**Saved entries:**
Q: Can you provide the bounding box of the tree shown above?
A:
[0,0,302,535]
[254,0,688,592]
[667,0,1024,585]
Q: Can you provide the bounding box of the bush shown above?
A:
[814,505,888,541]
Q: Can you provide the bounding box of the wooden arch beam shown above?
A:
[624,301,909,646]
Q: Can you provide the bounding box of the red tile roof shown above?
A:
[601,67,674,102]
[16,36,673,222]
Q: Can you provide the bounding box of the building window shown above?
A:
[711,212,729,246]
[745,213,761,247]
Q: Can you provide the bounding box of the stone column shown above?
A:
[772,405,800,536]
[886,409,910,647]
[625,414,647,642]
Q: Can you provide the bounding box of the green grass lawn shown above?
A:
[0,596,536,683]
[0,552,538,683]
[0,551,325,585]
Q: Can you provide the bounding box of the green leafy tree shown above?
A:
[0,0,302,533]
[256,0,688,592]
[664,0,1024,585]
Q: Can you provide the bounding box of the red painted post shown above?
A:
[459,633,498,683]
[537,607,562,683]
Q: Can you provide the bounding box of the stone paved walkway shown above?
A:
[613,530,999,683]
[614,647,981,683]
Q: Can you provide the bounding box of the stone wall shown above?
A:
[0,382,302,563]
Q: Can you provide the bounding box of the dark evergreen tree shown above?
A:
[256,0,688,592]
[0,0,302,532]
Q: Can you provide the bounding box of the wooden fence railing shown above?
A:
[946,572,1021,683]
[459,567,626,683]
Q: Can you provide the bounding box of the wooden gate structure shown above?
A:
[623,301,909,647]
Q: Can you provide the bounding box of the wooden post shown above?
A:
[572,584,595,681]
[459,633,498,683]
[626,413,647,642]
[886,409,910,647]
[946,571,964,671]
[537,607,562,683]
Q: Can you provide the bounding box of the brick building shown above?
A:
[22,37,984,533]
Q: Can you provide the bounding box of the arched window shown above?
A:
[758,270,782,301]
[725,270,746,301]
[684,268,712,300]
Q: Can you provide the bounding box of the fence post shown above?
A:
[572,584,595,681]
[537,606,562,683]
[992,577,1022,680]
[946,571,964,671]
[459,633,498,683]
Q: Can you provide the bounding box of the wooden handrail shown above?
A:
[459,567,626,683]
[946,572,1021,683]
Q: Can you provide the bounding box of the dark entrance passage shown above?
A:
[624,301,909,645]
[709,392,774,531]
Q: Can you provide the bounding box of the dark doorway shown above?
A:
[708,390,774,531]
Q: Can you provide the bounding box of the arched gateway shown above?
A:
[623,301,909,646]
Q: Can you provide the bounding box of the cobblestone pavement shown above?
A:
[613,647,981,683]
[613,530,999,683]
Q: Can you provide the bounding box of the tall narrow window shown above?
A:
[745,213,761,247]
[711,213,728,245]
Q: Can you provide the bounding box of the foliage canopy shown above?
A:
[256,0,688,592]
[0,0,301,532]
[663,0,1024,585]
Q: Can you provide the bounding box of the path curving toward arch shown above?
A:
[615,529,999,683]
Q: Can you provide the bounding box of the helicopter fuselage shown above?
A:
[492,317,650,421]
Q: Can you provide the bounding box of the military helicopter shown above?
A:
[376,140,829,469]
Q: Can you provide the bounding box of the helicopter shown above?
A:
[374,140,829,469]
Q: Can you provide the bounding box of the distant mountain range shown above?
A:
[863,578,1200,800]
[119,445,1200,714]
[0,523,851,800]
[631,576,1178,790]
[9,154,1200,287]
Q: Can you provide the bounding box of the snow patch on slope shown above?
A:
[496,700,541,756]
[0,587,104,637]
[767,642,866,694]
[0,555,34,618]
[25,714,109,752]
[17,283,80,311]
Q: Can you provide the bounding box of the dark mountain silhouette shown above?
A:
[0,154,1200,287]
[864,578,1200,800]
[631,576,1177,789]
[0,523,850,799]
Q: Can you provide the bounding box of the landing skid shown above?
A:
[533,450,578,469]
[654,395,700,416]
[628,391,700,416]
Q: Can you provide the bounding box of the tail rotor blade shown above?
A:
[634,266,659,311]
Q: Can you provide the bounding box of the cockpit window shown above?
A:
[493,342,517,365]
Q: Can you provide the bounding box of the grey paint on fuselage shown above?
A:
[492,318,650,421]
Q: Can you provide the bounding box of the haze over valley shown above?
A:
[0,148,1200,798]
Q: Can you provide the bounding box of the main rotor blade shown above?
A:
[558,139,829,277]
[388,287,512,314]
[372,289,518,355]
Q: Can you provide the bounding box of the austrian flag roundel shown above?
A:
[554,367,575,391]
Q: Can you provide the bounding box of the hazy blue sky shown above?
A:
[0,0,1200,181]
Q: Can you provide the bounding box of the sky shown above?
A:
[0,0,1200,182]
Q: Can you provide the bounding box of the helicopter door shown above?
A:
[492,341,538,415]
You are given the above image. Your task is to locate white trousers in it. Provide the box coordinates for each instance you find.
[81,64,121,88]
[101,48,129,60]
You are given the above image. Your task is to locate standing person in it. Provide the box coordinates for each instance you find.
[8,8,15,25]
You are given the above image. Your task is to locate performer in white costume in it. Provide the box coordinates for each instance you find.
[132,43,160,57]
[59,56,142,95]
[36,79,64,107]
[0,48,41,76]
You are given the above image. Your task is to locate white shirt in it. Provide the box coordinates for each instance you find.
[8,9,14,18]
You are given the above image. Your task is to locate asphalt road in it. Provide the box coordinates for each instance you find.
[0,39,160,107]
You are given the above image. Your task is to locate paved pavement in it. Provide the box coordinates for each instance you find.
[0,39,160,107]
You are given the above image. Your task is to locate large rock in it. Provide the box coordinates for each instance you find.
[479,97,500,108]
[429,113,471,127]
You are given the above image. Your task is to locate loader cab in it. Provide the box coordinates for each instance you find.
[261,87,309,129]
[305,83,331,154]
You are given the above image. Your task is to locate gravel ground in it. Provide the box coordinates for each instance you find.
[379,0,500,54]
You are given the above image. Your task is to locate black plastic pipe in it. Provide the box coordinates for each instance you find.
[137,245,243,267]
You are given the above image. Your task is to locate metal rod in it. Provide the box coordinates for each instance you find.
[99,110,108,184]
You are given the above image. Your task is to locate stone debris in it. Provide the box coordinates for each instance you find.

**EXERCISE REQUIREMENTS:** Copy every one of the records above verbatim, keeping each line as it appears.

**ANSWER TO THE EXERCISE:**
Q: Can you provide the bounding box of the tree shown above?
A:
[0,0,302,535]
[254,0,688,592]
[667,0,1024,585]
Q: Can you provide the bounding box of the bush shown above?
A:
[814,505,888,541]
Q: Can you provide the bounding box of the wooden arch beam shown above?
A:
[624,301,909,646]
Q: Can you provide the bounding box of the red tile roof shown above?
A:
[601,67,674,102]
[16,36,673,222]
Q: Can you provide the bounding box of the building window shown above?
A:
[711,212,729,246]
[745,213,761,247]
Q: Can you provide the bounding box of the stone column shown above?
A:
[772,405,800,536]
[886,409,910,647]
[625,414,647,642]
Q: Can you provide the bounding box of the green grass lawn shown above?
A:
[0,596,536,683]
[0,552,538,683]
[0,551,325,585]
Q: Can you provide the bounding box of the green leafy tree shown above?
A:
[0,0,302,533]
[256,0,688,592]
[664,0,1024,585]
Q: Can you provide the bounding box of the red painted post shown above?
A:
[459,633,498,683]
[537,607,562,683]
Q: Can you provide the bounding box of the stone paved walkway shown above?
A:
[613,530,999,683]
[614,647,981,683]
Q: Can you provide the bounding box of the stone wall shown above?
A:
[0,382,302,563]
Q: Can you provide the bounding box of the dark evergreen tree shown above?
A:
[256,0,688,592]
[0,0,302,532]
Q: Can you provide the bounding box of the wooden fence railing shown above?
A:
[946,572,1021,683]
[459,567,626,683]
Q: Can you provide the bounding box of the wooden gate structure shown above?
A:
[623,301,909,647]
Q: Can you provide the bounding box of the wooden post shown above?
A:
[572,584,595,681]
[459,633,498,683]
[626,413,647,642]
[886,409,910,647]
[946,571,964,671]
[537,607,562,683]
Q: Can you provide the bounding box of the brick building shown above?
A:
[22,37,984,533]
Q: Can you provide the bounding box of the arched window shown above?
A:
[758,270,782,301]
[725,270,746,301]
[684,268,712,300]
Q: Can you provide the bounding box of the fence post shown above?
A:
[572,584,595,681]
[537,606,562,683]
[992,577,1022,680]
[946,571,964,671]
[459,633,498,683]
Q: Can you provide the bounding box of the wooden handrail shown above?
A:
[459,567,626,683]
[946,572,1021,683]
Q: Can you provide the bounding box of the dark entrance passage shown above?
A:
[624,301,909,645]
[709,392,774,531]
Q: Can you provide the bounding box of the dark doorway shown above?
A:
[708,390,774,531]
Q: Can you provide the bounding box of the arched gateway shown above?
A:
[623,301,909,646]
Q: Can you provide the bounding box of the cobblestone pavement shown above?
A:
[613,647,981,683]
[613,530,999,683]
Q: Can you provide the bounding box of the tall narrow window shown above?
A:
[745,213,761,247]
[711,213,728,245]
Q: Can you provide the bounding box of the foliage canopy shown above?
A:
[256,0,688,592]
[0,0,301,532]
[663,0,1024,585]
Q: Can you provide the bounding box of the path curving toward arch shown above?
A:
[615,529,999,683]
Q: Can you provide the bounding box of the helicopter fuselage shown above?
A:
[492,317,650,421]
Q: Can you provide the bounding box of the military helicopter shown above?
A:
[376,140,829,469]
Q: Can you provide the bounding box of the helicopter shown above?
A:
[374,140,829,469]
Q: Can you provide the bounding box of the distant mountain range shown above?
A:
[863,578,1200,800]
[119,445,1200,714]
[0,523,851,800]
[631,576,1178,790]
[9,154,1200,287]
Q: Can you provide the bounding box of the snow patch on slope shown above?
A:
[496,700,541,756]
[0,587,104,637]
[767,642,866,694]
[0,555,34,618]
[25,714,109,752]
[17,283,80,311]
Q: Can you provide the bounding box of the dark mountain silhouette shown above?
A:
[0,154,1200,287]
[864,578,1200,800]
[631,576,1177,789]
[0,523,850,799]
Q: Can you provide the bounding box of the landing skid shown above?
A:
[533,450,578,469]
[654,395,700,416]
[628,391,700,416]
Q: Can you provide the bounding box of the tail rotor blade shown above?
A:
[634,266,659,311]
Q: Can you provide the bounding box of the cockpit window shown above?
A:
[493,342,517,365]
Q: Can you provide the bounding box of the grey paint on fuselage shown above?
A:
[492,318,650,421]
Q: Can you provide the bounding box of the haze over valley shown above?
A:
[0,148,1200,798]
Q: Can you provide the bounding box of the main rotor blade shown above?
A:
[558,139,829,277]
[388,287,512,314]
[372,289,518,355]
Q: Can you provide the bounding box of the austrian flag roundel shown above?
A:
[554,367,575,391]
Q: Can you provide the bounding box of the hazy blue sky shown above?
A:
[0,0,1200,181]
Q: Can you provide the bounding box of the sky shown above?
A:
[0,0,1200,182]
Q: Can you provide the bounding box of the helicopter door shown above?
A:
[492,341,538,415]
You are given the above image. Your task is to locate white trousers in it. Provide the box coordinates for each instance you find.
[81,64,121,88]
[101,48,129,60]
You are given the above image. Your task is to locate standing person in it. Provide the box coordinates for each instance you find.
[8,8,15,25]
You are given the above image. Your task is to locate performer in white costume in it. Provide the box coordinates for each instance you find.
[132,43,160,57]
[59,56,142,95]
[36,79,64,107]
[0,48,41,76]
You are given the above image. Your task is to locate white shirt in it. Provide the box coordinates for each instance you find.
[8,9,14,18]
You are given the above image. Your task is to locate asphalt road in it. Provide the box coordinates for each instance you find.
[0,39,160,107]
You are given the above image. Your task is to locate paved pavement in it. Provide the box coordinates for each instance you find.
[0,39,160,107]
You are given the above image. Your task is to locate large rock in it. Provide the box coordinates for each instance you find.
[479,97,500,108]
[429,113,471,127]
You are given the above image. Your task is to locate loader cab in it. Provide the box coordinates for each instance you find.
[261,87,309,129]
[305,83,331,154]
You are given the above image. Your task is to locate gravel ground in it. Provide the box coordinates for each instance you find.
[379,0,500,54]
You are given the above image. Your task is to locate black plastic pipe in it. Provide the box coordinates for each instance you find.
[137,245,243,267]
You are given the above image. Your task is to locate metal rod in it. Provide the box coordinates for each instance you find.
[99,110,108,184]
You are given the above image. Your task is to locate stone debris in it. Provide the box coordinates for each instance you find.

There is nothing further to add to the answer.